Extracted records
============================================================

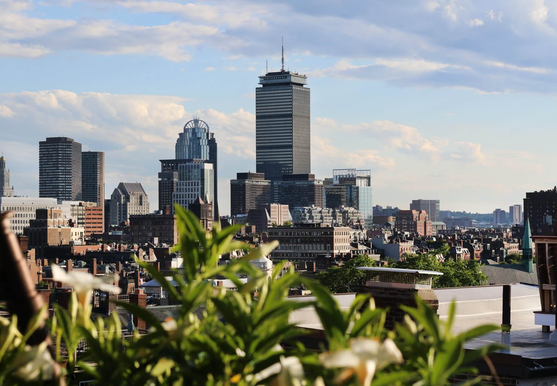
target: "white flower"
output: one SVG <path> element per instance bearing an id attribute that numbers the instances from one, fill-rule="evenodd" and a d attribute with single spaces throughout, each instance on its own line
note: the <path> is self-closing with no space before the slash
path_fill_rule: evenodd
<path id="1" fill-rule="evenodd" d="M 345 368 L 339 375 L 345 380 L 356 374 L 360 384 L 369 386 L 375 371 L 381 370 L 390 363 L 400 363 L 402 354 L 390 339 L 383 343 L 367 338 L 356 338 L 350 340 L 349 349 L 324 353 L 319 356 L 326 368 Z"/>
<path id="2" fill-rule="evenodd" d="M 272 384 L 278 386 L 300 386 L 303 384 L 304 367 L 296 357 L 280 357 L 280 362 L 271 365 L 255 374 L 254 379 L 259 382 L 277 374 Z"/>
<path id="3" fill-rule="evenodd" d="M 52 278 L 55 281 L 67 283 L 73 287 L 77 295 L 77 300 L 85 306 L 91 302 L 94 289 L 98 289 L 111 294 L 119 294 L 120 288 L 114 286 L 113 276 L 93 276 L 90 274 L 78 271 L 67 272 L 56 264 L 52 266 Z"/>
<path id="4" fill-rule="evenodd" d="M 17 369 L 13 375 L 26 382 L 53 379 L 56 363 L 46 348 L 46 342 L 33 347 L 26 346 L 12 364 Z"/>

============================================================

**EXERCISE TASK**
Reproduce every line of the items without the pictures, keeping the requests as they are, and add 112 to each number in the answer paths, both the id values and the coordinates.

**THE COMPLETED TASK**
target: "white flower"
output: one SVG <path> element per instance bearing an id attribute that numbers the instances from one, fill-rule="evenodd" and a d attribute with single spaces throughout, each instance on its own line
note: the <path> is self-closing with no space before the slash
path_fill_rule: evenodd
<path id="113" fill-rule="evenodd" d="M 457 480 L 451 487 L 457 492 L 468 486 L 472 496 L 481 498 L 487 483 L 493 482 L 502 475 L 512 475 L 514 466 L 502 451 L 495 455 L 479 450 L 468 450 L 462 452 L 461 461 L 436 465 L 431 468 L 438 480 Z"/>
<path id="114" fill-rule="evenodd" d="M 384 496 L 390 498 L 412 498 L 415 496 L 416 479 L 408 469 L 392 469 L 392 474 L 383 477 L 367 486 L 366 491 L 371 494 L 389 486 Z"/>
<path id="115" fill-rule="evenodd" d="M 164 390 L 167 393 L 179 395 L 185 399 L 189 407 L 189 412 L 197 418 L 203 414 L 206 401 L 210 401 L 223 406 L 231 406 L 232 400 L 226 398 L 225 388 L 205 388 L 202 386 L 190 383 L 179 384 L 168 376 L 164 378 Z"/>
<path id="116" fill-rule="evenodd" d="M 129 481 L 125 487 L 138 494 L 165 491 L 168 475 L 158 460 L 158 454 L 145 459 L 138 458 L 124 476 Z"/>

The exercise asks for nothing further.